§ **Exercise description**
Scan the records for the word "sneaker". Return each line where it is found.

§ **Region pointing data**
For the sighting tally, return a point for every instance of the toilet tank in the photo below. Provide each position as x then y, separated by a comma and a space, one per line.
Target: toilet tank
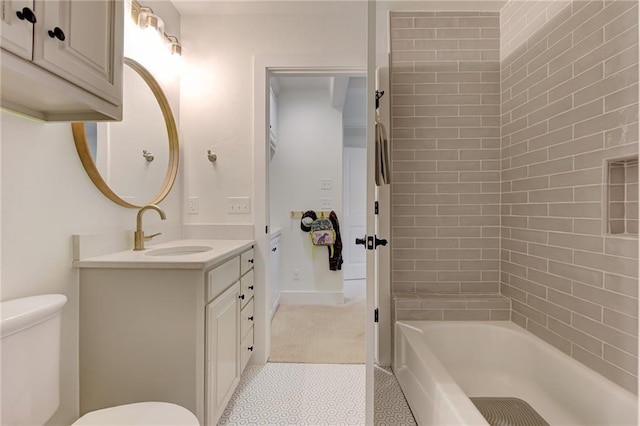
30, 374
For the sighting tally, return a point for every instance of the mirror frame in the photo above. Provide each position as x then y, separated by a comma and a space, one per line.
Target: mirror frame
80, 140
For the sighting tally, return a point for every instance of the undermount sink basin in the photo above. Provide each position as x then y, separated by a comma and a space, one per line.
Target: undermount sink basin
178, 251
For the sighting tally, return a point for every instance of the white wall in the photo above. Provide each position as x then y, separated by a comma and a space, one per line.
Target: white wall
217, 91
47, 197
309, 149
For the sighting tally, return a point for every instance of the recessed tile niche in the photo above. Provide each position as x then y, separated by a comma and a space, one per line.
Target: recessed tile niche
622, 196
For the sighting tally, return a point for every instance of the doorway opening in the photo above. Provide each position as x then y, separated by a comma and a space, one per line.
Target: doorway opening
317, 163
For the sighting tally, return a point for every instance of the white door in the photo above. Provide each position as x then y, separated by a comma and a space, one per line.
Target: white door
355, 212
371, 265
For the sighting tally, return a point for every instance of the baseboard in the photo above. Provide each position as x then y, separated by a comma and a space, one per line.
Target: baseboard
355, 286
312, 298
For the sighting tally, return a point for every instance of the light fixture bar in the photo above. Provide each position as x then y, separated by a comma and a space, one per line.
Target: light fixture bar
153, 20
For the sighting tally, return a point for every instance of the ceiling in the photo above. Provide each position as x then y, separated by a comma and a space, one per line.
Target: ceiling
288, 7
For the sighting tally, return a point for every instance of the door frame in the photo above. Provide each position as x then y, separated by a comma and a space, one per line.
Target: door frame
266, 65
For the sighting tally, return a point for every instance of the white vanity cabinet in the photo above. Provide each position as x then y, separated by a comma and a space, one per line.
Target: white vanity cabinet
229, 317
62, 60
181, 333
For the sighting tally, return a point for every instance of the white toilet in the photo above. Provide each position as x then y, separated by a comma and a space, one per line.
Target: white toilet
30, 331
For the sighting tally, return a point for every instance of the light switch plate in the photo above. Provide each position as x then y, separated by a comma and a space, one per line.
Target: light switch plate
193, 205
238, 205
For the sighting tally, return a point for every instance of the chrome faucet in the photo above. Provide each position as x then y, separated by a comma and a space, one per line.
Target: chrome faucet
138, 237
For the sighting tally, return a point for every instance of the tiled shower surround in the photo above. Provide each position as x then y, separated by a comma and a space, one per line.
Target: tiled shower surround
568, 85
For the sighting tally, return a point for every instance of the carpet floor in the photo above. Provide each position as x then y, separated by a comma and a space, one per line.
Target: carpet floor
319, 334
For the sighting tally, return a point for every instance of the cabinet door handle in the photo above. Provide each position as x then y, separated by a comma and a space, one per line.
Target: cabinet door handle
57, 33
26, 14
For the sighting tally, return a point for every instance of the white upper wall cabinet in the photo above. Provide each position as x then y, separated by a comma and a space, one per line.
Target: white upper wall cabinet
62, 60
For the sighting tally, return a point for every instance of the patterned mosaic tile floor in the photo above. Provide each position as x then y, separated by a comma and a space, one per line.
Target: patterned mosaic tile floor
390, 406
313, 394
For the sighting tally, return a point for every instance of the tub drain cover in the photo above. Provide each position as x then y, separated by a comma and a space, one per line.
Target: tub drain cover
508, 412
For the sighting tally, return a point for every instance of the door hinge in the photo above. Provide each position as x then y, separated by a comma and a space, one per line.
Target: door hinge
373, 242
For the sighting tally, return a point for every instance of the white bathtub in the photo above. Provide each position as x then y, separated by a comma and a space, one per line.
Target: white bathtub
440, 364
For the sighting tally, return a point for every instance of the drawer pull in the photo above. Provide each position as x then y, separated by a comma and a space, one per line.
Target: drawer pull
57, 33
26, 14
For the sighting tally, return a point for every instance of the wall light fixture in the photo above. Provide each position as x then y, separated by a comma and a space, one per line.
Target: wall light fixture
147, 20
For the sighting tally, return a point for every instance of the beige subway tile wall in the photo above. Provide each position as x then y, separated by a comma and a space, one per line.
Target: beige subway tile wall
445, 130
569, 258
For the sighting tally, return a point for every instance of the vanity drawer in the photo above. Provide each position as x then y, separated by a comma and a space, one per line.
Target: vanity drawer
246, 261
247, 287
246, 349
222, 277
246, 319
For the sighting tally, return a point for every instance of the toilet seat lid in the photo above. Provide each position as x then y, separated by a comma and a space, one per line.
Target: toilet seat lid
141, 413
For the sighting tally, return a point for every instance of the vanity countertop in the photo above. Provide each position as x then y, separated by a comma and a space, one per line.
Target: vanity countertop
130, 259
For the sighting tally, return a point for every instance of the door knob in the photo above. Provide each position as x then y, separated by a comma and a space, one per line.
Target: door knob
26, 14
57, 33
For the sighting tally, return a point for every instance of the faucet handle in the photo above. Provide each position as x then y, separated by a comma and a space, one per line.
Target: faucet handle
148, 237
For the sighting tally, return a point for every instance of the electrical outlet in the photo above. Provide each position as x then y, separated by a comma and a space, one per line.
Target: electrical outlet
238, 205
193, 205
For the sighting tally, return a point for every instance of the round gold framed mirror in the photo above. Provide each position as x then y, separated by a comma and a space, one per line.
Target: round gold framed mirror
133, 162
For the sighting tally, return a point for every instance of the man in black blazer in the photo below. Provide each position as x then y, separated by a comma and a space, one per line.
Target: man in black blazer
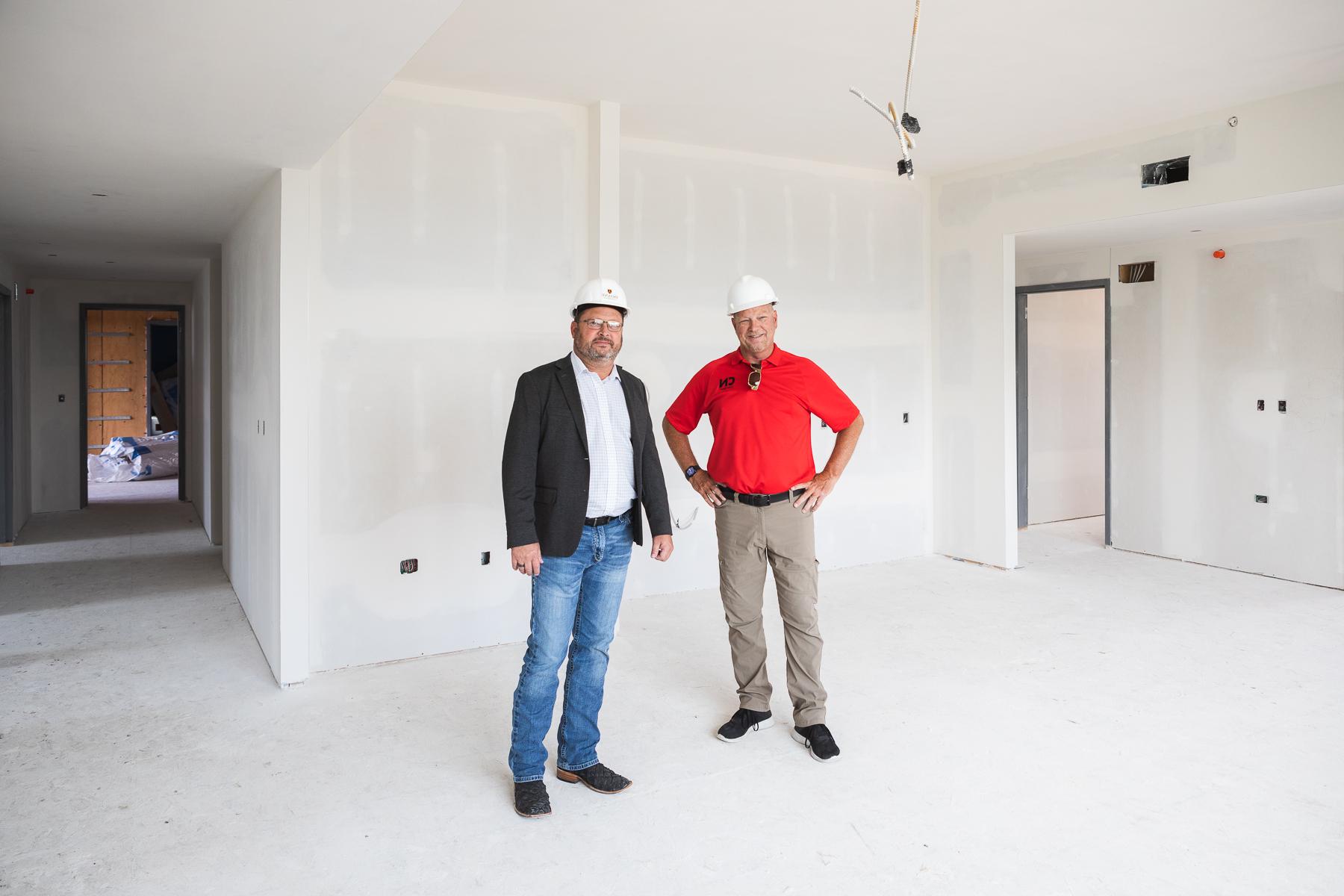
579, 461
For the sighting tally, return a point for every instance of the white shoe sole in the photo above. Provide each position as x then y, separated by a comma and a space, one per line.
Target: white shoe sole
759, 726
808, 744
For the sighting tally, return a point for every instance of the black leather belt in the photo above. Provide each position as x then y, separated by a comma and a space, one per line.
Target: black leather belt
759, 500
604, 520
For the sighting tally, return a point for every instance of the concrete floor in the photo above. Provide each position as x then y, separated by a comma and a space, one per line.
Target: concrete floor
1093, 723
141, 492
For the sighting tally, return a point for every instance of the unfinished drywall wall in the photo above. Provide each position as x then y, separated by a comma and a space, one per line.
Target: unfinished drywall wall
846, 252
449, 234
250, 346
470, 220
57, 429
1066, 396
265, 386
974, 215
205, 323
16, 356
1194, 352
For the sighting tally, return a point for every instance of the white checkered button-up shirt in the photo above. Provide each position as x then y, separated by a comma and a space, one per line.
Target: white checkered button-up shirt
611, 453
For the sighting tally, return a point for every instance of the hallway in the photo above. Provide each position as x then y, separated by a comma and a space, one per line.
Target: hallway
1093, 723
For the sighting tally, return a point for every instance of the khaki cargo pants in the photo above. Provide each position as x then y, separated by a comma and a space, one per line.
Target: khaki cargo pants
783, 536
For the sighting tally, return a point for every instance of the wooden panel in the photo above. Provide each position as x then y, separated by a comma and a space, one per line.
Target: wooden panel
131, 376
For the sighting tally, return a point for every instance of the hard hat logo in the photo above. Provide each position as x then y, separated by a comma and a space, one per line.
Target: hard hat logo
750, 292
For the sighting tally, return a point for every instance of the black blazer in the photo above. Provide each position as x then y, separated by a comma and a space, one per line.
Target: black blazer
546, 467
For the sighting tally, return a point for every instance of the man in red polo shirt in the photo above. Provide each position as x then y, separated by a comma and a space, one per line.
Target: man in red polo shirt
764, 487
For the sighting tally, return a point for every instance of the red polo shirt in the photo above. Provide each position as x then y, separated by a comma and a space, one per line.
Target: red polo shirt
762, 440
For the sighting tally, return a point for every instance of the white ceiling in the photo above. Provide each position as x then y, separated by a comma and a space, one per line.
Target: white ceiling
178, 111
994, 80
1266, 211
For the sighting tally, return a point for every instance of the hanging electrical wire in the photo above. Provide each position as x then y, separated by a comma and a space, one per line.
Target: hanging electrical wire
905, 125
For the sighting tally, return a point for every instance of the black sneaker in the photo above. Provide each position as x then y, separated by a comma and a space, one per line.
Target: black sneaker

§ **Task result**
For the sighting tally, return a point for every instance of the black sneaker in the photo above. Provide each position as x then y, separated by a comma and a space, one per line.
Target: black sneaker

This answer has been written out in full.